- _Stated task_:
Swap "rocky riverbed" for "stony streambed" in the part that opens with the line containing "Where can the rocky" and closes with the line containing "point(379, 488)". Give back only those lines, with nothing else changed.

- _Data for this task_:
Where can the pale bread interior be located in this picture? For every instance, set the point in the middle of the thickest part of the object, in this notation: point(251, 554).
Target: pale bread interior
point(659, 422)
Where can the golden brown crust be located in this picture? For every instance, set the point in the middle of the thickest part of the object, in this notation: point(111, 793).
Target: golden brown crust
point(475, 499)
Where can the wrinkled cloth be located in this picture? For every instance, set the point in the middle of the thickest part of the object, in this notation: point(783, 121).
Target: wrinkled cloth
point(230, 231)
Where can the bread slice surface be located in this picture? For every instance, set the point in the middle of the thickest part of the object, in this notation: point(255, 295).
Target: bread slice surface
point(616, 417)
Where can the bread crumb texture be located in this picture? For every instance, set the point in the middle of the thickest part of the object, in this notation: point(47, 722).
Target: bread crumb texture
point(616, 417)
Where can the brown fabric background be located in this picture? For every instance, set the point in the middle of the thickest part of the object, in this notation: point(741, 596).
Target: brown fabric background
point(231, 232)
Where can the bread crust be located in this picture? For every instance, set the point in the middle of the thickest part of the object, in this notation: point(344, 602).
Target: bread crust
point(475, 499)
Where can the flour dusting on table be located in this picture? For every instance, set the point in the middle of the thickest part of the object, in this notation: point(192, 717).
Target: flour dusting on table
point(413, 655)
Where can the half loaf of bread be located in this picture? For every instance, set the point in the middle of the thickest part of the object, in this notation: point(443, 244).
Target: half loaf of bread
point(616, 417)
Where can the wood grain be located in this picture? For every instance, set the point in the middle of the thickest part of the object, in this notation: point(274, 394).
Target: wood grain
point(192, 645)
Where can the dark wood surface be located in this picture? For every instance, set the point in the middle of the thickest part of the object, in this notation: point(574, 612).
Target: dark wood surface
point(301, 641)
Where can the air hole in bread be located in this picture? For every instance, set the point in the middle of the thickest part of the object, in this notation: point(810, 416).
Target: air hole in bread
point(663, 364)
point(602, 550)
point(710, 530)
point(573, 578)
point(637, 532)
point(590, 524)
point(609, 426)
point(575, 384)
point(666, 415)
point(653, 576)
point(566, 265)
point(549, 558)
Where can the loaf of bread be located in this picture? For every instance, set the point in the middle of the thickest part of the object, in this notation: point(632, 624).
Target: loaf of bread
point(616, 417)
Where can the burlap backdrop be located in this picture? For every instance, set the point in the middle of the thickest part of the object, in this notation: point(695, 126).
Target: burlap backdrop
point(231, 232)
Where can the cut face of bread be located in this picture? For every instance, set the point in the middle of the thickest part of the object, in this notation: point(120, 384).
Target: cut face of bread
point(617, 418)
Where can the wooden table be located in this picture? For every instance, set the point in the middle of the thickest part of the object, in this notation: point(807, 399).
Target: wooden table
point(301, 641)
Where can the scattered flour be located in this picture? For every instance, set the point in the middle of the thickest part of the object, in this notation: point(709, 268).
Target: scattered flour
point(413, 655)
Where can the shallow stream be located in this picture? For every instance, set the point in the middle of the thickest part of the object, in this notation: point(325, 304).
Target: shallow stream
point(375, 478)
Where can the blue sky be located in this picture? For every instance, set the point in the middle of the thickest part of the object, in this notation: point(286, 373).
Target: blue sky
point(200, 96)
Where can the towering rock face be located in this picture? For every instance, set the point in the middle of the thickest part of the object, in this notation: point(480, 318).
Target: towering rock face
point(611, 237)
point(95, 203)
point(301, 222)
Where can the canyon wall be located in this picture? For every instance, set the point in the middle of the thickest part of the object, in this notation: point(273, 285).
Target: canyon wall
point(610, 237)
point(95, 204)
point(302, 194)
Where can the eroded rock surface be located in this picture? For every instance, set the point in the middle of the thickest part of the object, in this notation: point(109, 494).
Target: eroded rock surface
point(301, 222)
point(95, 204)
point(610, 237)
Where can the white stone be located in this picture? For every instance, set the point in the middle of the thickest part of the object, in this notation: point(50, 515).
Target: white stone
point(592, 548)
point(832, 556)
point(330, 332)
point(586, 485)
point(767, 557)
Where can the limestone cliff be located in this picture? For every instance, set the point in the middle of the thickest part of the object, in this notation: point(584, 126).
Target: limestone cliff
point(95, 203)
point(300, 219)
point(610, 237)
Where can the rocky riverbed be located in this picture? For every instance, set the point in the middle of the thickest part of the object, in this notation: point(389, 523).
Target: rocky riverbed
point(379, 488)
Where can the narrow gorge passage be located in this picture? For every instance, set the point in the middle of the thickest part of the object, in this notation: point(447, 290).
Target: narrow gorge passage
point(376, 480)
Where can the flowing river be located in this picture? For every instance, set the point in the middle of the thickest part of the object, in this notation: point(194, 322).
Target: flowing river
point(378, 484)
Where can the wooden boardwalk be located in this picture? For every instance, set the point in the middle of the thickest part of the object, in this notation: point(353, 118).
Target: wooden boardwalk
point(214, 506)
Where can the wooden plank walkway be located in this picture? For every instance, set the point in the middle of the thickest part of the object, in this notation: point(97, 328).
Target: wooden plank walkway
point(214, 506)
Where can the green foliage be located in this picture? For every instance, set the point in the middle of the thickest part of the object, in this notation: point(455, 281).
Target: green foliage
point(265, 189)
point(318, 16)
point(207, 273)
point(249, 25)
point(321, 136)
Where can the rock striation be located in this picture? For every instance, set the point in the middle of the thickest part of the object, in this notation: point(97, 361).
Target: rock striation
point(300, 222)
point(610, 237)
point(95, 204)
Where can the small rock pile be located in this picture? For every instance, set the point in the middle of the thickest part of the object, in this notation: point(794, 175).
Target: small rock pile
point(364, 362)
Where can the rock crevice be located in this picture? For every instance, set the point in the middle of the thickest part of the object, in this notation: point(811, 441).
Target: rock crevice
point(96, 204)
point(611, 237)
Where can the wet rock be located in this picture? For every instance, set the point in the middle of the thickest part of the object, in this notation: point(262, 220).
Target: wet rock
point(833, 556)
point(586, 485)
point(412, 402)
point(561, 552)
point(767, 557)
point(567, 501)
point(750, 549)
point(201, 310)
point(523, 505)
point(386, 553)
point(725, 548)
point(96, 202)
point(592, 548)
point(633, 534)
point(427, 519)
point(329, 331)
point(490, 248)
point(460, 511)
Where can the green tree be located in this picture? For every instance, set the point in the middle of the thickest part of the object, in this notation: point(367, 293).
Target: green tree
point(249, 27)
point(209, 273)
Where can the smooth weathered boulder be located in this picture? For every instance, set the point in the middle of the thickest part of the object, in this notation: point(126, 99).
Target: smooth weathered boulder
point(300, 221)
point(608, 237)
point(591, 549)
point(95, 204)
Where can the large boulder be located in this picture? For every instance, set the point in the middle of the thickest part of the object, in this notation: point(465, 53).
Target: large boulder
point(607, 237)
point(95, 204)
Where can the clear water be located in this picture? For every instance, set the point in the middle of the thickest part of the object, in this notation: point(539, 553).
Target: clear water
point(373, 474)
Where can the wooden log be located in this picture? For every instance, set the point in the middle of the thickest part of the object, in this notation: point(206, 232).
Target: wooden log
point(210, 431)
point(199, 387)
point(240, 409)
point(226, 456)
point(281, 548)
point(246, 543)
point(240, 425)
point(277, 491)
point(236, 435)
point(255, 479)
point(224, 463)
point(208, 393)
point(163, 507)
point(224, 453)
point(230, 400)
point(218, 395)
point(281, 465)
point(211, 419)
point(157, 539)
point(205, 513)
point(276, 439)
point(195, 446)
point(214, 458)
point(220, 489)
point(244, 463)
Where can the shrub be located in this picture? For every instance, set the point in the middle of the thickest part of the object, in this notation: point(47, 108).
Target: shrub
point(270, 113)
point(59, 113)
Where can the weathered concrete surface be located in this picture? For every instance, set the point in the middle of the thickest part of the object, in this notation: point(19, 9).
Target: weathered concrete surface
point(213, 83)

- _Result_:
Where can the stony streambed be located in this picture? For every instance, set the point in the middle of the thickest part of the object, in this notation: point(389, 523).
Target: stony streambed
point(379, 488)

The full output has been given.